What you need to do: Please quote every one of the items below word for word, leaving the pictures out of your answer.

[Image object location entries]

▼

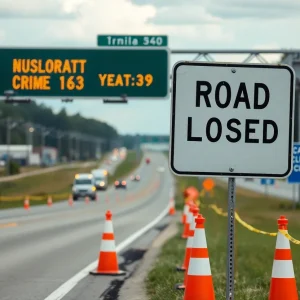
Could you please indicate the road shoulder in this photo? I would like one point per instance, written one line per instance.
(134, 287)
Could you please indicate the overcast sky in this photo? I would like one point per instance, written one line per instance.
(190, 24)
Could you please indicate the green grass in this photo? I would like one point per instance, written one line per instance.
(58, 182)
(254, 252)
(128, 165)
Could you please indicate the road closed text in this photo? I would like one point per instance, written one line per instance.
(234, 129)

▲

Answer to this exercise:
Could you please indicate the road shoulder in this photo? I would like one point per instance, written one line per instance.
(134, 287)
Could you please indicate the overcast sky in this photo? I would like one point per instance, written one line per instance.
(190, 24)
Could you please indicate the green grass in this photo? I would like one point per instance, written one line per instance.
(58, 182)
(254, 252)
(128, 165)
Could you please indicate the road closed text in this photo? I would like one point per instance, written one line per instance.
(234, 129)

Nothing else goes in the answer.